* _DOCUMENT SEGMENT_

┏━━

This paper studies and analyzes instant messaging (IM) behavior. Users are exploring various mediums of communications. Interaction between two users is not just restricted through phone or e-mail. It is being observed that more and more users are moving to other non-obtrusive forms of communication like IM and text messaging. This paper analyzes IM-based communication of a user with other users to study how often he chats with them, amount of time he spends on instant messaging with a contact, frequency of messaging on a per contact basis, average duration of IM conversation and distribution of total chat to chat per conversation. We analyzed the chat logs generated by IBM Sametime 7.5 IM application. The logs were collected from IBM Sametime IM users who volunteered to share their chat data by running a chat-analyzer program on their chat transcripts. Analysis of user IM usage pattern can be used for server side capacity planning based on IM usage trends, automatically adjusting the presence subscription rate for each of the contacts based on amount of inter-user IM activity, providing personalized services to different users based on usage pattern profiling.
The use of instant
messaging has been increasing over time with addition of newer functionalities
to IM in an effort to ease the pains of virtual communication.
In this paper, we analyze IM usage patterns and identify applications of such trends and data in other areas. Our work provides the tools and baseline measurements to support the analysis of cross-cultural communications for coalition command processes. There are a few problems we encountered during performing IM usage analysis. IM usage data cannot be obtained from server logs because typical servers and service providers don’t expose this data. It requires users to share privacy sensitive chat transcripts or archives. Also, different users use different and often multiple IM clients and the format of each archive is different and sometimes stored encrypted, hence, making it infeasible to analyze.
The initial approach we adopted was to analyze client side chat (IM conversations) logs from Microsoft's MSN Messenger [4]. But not many MSN users were willing to share their chat transcripts. In order to have unbiased analysis from real data it was crucial that the users continue to use their instant messaging clients as they would normally do without going out of their way to alter their behavior for this study. Hence, we decided to switch to study IM usage behavior using the logs from corporate chat client IBM Sametime 7.5. We plan to make chat-analyzer program for MSN messenger available in public domain so that users who are interested in running it against their MSN chat transcripts can do so and send us the results.
The chat analyzer program written for Sametime only gathers non-privacy sensitive data pertaining to IM usage pattern for each user such as:
· Per day distribution of total chat with each buddy in contact list;
· Percentage of time a user chats with each individual buddy;
· Amount of time a user spends with a buddy per day;
· Per buddy distribution of total chat each day;
· Typical length of conversations.
Traditionally, the overall IM volume is used to do server capacity planning. There was no emphasis on the IM usage pattern of clients. As described above, with more clients requiring real time presence updates, due to increased usage of IM from context introduced because of presence, analyzing the pattern helps to automatically adjust presence notification rate. Some other usages can fall in the area of social networking.
There are multiple types of analysis from simple message frequency and number of message, type of data exchanged (URL, file transfers, emoticons) to complex linguistic analysis. This may in turn be used for determining the primary use of IM, trust level between users, and the social or work relationship dynamics.

┗━━

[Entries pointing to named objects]
┏━━

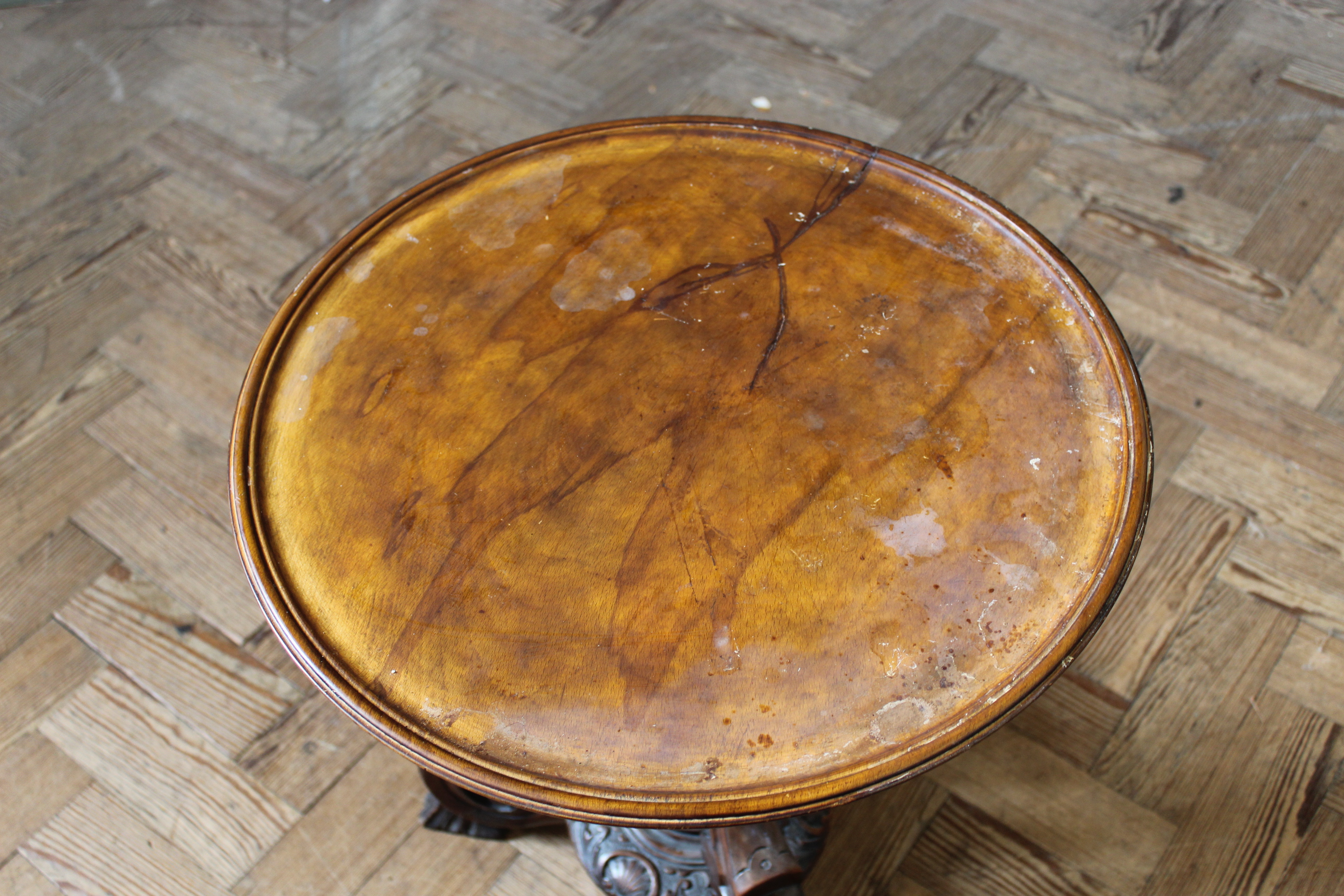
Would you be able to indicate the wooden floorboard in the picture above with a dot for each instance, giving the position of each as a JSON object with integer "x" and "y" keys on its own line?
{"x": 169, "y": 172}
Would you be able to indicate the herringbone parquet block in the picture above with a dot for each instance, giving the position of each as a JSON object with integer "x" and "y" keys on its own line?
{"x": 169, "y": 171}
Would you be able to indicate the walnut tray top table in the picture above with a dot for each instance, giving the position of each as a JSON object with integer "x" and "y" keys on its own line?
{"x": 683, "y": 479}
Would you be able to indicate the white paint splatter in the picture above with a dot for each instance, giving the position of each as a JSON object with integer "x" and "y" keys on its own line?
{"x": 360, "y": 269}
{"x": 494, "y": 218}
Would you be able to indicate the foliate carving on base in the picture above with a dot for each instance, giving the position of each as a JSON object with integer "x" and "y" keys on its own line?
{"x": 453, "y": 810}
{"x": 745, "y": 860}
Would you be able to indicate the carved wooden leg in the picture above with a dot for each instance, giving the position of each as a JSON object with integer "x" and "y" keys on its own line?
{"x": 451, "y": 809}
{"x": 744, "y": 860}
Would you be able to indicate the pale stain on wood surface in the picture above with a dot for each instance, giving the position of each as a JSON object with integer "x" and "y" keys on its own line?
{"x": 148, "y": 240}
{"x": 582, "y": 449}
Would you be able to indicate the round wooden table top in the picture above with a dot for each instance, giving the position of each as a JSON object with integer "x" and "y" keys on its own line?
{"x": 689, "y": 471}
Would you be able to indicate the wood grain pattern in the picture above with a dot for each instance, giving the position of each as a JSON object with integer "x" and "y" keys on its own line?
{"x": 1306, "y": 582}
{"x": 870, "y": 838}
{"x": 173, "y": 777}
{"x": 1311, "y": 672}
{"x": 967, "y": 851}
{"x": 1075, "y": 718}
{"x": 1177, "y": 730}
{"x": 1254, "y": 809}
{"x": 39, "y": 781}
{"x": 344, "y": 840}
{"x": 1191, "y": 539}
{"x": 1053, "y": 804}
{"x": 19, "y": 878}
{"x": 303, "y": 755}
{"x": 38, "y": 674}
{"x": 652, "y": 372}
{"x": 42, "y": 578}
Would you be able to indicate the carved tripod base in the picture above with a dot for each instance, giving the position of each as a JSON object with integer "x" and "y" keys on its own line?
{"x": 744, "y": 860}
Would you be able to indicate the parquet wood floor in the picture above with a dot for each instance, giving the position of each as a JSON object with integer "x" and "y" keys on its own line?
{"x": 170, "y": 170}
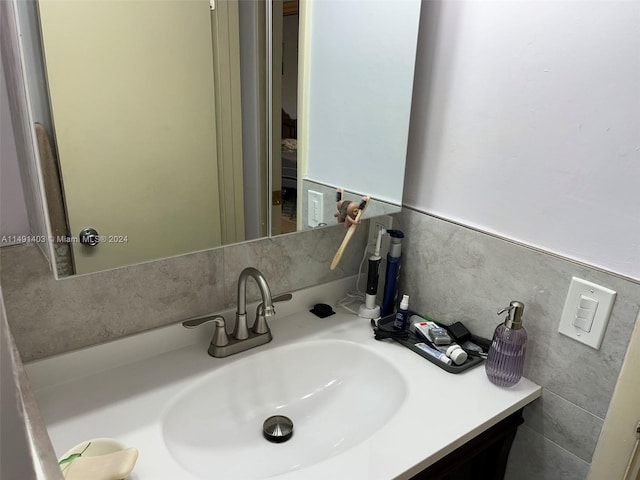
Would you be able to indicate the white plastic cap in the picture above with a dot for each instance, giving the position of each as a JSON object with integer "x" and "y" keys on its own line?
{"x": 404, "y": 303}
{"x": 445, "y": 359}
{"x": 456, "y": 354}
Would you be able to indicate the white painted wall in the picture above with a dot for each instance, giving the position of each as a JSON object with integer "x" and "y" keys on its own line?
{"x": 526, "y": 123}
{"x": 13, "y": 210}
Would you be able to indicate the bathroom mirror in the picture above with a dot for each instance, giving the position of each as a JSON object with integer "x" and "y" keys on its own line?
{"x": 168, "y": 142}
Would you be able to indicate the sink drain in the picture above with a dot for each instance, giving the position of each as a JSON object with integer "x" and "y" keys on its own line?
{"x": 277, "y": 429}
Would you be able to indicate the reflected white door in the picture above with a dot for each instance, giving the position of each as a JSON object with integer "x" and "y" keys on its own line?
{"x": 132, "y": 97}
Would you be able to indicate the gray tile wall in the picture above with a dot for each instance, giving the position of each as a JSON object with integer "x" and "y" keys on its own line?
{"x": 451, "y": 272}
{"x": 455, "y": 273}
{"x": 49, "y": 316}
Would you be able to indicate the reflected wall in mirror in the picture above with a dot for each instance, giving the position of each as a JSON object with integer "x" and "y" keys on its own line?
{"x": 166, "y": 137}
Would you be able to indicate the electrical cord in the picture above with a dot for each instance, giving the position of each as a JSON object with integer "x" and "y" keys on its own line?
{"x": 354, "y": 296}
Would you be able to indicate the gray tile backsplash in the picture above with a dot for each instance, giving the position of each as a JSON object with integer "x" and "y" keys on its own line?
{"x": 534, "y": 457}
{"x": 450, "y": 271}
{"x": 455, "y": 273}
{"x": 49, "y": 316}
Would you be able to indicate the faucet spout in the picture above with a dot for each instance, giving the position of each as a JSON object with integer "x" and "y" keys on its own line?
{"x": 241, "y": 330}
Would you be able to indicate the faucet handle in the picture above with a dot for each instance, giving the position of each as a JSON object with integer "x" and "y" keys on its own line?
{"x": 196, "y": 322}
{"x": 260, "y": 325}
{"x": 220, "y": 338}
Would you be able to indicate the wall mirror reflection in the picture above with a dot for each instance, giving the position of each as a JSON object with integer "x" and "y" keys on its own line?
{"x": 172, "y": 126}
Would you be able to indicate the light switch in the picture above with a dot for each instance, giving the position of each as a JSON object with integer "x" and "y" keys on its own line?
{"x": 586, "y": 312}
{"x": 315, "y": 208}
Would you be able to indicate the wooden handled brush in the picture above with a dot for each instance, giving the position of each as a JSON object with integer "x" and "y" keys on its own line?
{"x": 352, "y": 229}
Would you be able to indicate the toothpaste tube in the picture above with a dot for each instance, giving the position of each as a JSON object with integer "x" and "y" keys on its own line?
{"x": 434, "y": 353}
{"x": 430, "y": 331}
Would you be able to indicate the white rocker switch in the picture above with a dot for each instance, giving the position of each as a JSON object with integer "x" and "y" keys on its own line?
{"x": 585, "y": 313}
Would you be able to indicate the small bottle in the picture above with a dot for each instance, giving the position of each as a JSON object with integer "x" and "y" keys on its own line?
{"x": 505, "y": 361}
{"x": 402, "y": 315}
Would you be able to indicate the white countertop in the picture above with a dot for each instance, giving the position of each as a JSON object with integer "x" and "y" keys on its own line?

┗━━

* _SHORT EXERCISE 1_
List every kind of usage data that the instant messaging paper says the Sametime chat analyzer program gathers.
* _SHORT EXERCISE 2_
Write out the instant messaging paper from "Traditionally, the overall" to "of social networking.", swapping "social networking" for "collaboration tools".
The records come from a different source than the instant messaging paper.

* _TASK OUTPUT 1_
- Per day distribution of total chat with each buddy in contact list
- Percentage of time a user chats with each individual buddy
- Amount of time a user spends with a buddy per day
- Per buddy distribution of total chat each day
- Typical length of conversations

* _TASK OUTPUT 2_
Traditionally, the overall IM volume is used to do server capacity planning. There was no emphasis on the IM usage pattern of clients. As described above, with more clients requiring real time presence updates, due to increased usage of IM from context introduced because of presence, analyzing the pattern helps to automatically adjust presence notification rate. Some other usages can fall in the area of collaboration tools.